** Der Lesetext **
══════

Wie verfahren Sie mit dem Urheberrecht der Werke?
Brümmer: Wir fragen die Urheberrechte einzeln bei den Künstlern ab. Dazu haben wird mit jedem Künstler einen nach neuestem Rechtsstand verfassten Standard-Vertrag entwickelt und lassen diese von ihm abzeichnen. Dieser Vertrag sichert uns das Recht, das Werk in einer Datenbank zu digitalisieren und zu speichern, sowie die Inhalte einer mehr oder weniger grossen Öffentlichkeit zugänglich zu machen.
Ist der Zugriff auf alle archivierten Dateien unbeschränkt möglich?
Brümmer: Leider verhindert das Copyright den freien Zugang zu allen Medien. Die Metadaten jedes Werkes sind im Internet verfügbar. Man kann also schon recherchieren. Frei verfügbar ist nur der Teil der Werke, für den eine Erlaubnis des Künstlers vorliegt. Es gibt für die Musik leider keine Möglichkeit vollständige Werke anzuhören, wenn der Künstler GEMA Mitglied ist. Auch wenn Filme Musik enthalten können diese Werke nicht vollständig im Internet gezeigt werden.
Allerdings können alle Werke in den Mediatheken der einzelnen Institutionen vollständig angesehen und angehört werden. Ausserdem gibt es für bestimmte Forschungsprojekte einen zeitlich limitierten Zugang zu den Medien.
Es ist einerseits schade, dass nicht alle Medien sicht- bzw. hörbar sind, andererseits ist es für die Künstler auch wichtig für ihr künstlerisches Schaffen entlohnt zu werden. Hier widersprechen sich zwei Prinzipien und die Rechtslage konnten wir leider nicht ändern.
Können Künstler das Archiv um ihre Arbeiten selbstständig erweitern?

══════

** Die Aufgabe **
Was ist laut dem Text über das Archiv von jedem Werk im Internet verfügbar? Die Zeilen haben mit dem Lesetext nichts zu tun.

══════

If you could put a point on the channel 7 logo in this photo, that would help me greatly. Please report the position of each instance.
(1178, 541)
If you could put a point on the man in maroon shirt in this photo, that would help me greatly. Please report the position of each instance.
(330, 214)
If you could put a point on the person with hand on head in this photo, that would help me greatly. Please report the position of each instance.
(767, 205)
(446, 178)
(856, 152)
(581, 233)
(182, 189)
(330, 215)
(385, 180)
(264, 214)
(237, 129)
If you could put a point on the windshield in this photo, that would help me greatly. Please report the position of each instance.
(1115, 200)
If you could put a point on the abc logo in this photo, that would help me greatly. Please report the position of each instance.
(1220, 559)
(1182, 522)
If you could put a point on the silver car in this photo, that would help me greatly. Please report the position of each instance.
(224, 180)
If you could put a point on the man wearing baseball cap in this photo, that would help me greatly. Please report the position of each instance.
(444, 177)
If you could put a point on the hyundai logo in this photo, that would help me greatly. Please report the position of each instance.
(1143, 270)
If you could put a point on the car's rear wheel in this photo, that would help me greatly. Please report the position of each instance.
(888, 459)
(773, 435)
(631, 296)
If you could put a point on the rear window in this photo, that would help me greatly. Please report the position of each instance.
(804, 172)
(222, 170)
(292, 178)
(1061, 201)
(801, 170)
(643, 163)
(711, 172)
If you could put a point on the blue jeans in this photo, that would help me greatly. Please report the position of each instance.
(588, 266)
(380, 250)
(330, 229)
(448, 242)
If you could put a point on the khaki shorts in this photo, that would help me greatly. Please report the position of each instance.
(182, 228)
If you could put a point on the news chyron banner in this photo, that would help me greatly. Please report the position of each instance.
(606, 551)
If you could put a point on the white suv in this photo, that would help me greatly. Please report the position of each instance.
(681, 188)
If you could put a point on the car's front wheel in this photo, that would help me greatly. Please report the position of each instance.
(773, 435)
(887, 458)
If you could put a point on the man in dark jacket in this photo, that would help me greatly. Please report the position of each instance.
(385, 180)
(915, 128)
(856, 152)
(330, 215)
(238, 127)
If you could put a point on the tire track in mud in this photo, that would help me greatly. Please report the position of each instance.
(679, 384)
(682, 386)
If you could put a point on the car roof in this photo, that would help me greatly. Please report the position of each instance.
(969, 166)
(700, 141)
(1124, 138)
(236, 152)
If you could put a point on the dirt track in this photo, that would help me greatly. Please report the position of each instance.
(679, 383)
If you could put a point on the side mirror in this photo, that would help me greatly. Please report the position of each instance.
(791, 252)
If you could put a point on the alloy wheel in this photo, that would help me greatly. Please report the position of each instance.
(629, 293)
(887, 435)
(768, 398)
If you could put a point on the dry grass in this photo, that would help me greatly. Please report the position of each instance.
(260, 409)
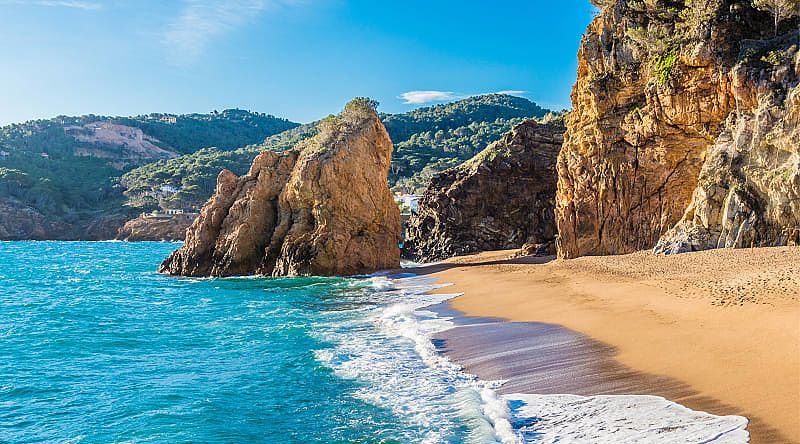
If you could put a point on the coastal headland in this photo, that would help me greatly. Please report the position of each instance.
(717, 331)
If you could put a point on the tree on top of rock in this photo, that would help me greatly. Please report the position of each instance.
(780, 9)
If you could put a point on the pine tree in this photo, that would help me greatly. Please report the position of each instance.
(780, 9)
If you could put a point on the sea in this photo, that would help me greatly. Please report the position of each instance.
(96, 347)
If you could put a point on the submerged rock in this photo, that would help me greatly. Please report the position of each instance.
(322, 208)
(500, 199)
(682, 132)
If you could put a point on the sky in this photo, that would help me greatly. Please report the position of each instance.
(298, 59)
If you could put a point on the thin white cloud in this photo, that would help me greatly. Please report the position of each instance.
(86, 6)
(423, 97)
(513, 92)
(201, 21)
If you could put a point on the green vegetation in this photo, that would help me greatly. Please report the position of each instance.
(433, 139)
(43, 165)
(188, 181)
(426, 141)
(40, 168)
(663, 64)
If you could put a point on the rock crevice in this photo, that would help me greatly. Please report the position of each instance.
(323, 208)
(502, 198)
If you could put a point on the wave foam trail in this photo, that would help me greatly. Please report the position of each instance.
(391, 351)
(619, 419)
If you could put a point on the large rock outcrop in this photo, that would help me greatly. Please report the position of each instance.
(323, 208)
(666, 97)
(748, 193)
(143, 228)
(500, 199)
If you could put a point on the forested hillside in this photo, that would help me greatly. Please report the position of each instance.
(65, 171)
(79, 177)
(426, 141)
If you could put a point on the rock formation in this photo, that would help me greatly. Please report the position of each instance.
(681, 118)
(323, 208)
(500, 199)
(143, 228)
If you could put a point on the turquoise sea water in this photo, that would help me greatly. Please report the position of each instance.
(96, 347)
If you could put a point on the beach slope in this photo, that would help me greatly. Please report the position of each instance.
(723, 325)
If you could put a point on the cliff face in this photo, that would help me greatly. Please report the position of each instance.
(323, 208)
(500, 199)
(151, 229)
(748, 192)
(661, 89)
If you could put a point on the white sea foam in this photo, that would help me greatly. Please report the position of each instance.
(391, 352)
(619, 419)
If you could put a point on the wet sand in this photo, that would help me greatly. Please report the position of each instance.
(715, 331)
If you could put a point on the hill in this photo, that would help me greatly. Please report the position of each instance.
(64, 172)
(426, 141)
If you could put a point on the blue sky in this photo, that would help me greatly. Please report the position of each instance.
(299, 59)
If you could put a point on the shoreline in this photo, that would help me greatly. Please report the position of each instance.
(715, 331)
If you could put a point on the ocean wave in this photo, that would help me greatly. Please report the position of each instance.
(403, 371)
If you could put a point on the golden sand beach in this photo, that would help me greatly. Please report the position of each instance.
(723, 325)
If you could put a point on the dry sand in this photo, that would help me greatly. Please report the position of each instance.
(717, 331)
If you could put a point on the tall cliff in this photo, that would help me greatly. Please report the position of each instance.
(500, 199)
(681, 112)
(322, 208)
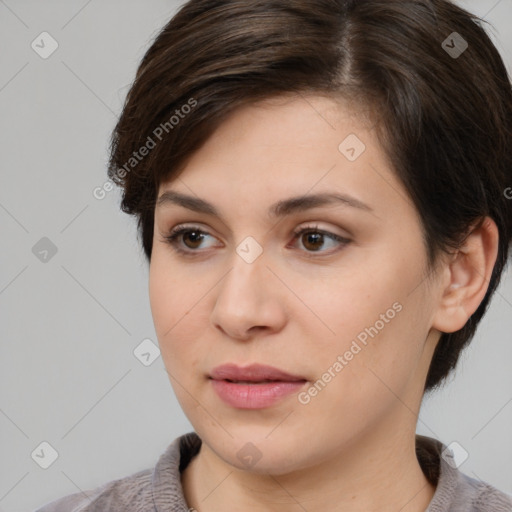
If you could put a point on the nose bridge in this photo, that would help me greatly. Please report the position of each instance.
(246, 298)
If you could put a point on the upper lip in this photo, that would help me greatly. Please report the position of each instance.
(253, 372)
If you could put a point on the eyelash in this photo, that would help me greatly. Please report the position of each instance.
(172, 238)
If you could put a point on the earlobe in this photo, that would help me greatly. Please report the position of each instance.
(467, 277)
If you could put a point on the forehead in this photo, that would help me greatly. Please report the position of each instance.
(288, 146)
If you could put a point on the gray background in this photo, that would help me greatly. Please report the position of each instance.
(69, 326)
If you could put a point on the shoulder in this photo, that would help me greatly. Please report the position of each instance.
(455, 490)
(473, 495)
(125, 494)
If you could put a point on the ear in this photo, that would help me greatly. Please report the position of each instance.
(467, 276)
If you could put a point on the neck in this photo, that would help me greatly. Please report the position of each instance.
(376, 473)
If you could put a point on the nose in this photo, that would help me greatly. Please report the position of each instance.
(250, 300)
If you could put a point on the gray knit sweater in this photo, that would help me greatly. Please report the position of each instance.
(159, 489)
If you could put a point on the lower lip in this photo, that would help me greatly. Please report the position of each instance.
(254, 396)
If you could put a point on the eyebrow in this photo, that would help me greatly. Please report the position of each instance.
(280, 209)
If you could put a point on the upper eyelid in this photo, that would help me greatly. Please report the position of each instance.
(177, 232)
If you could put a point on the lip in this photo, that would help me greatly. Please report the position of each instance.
(253, 394)
(254, 372)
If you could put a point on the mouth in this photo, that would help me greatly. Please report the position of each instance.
(253, 374)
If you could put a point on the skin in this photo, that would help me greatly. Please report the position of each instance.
(298, 306)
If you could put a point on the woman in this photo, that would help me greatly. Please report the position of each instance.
(325, 221)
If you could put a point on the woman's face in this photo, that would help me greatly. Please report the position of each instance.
(345, 305)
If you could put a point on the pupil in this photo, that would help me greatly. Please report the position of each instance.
(316, 237)
(194, 235)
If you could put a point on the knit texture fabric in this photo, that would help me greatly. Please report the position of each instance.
(159, 489)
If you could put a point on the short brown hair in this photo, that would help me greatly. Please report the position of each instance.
(445, 120)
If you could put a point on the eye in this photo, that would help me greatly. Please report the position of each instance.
(313, 238)
(192, 234)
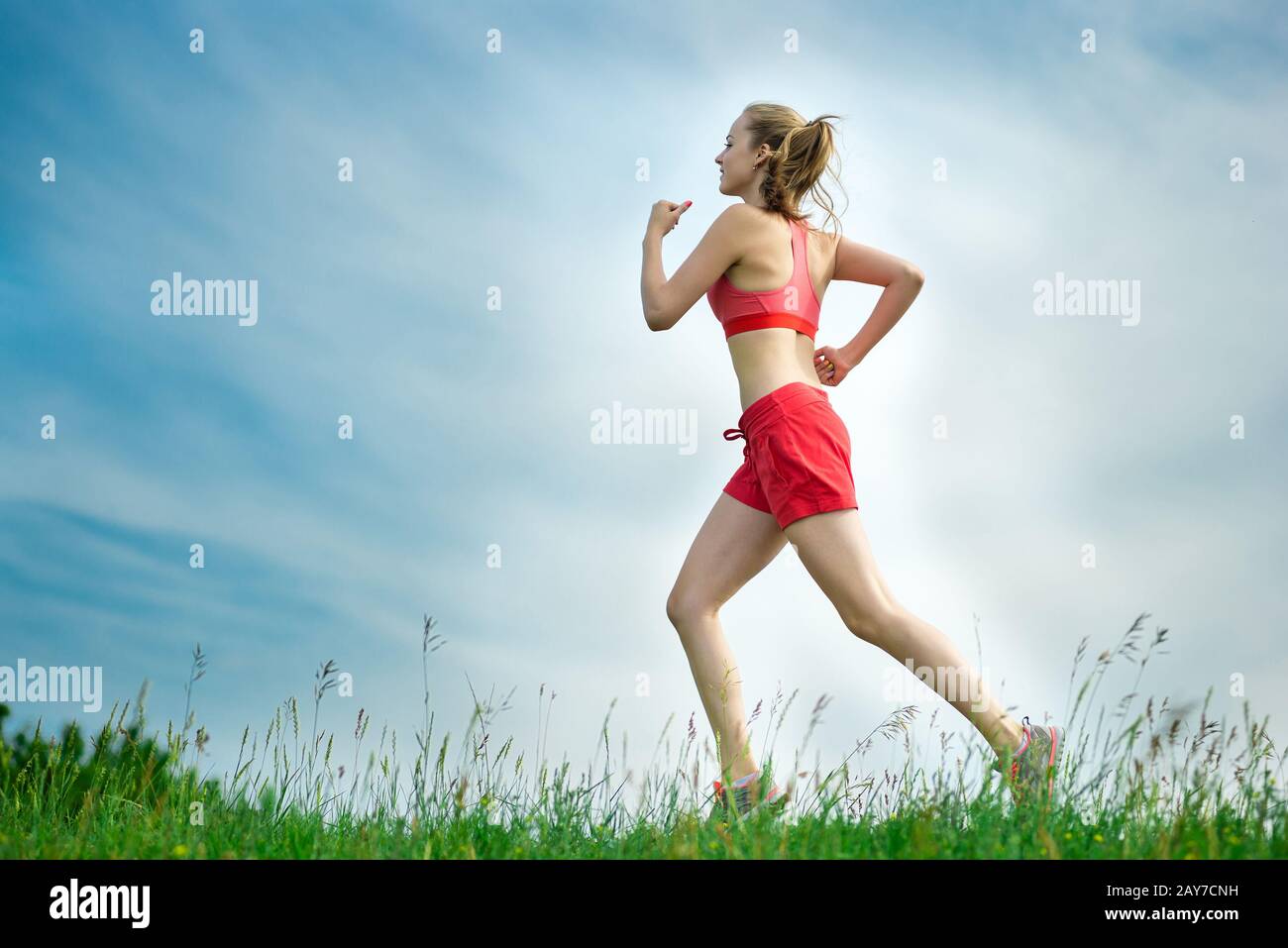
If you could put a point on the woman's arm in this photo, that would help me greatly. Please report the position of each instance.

══════

** Die Lösung **
Die Metadaten jedes Werkes.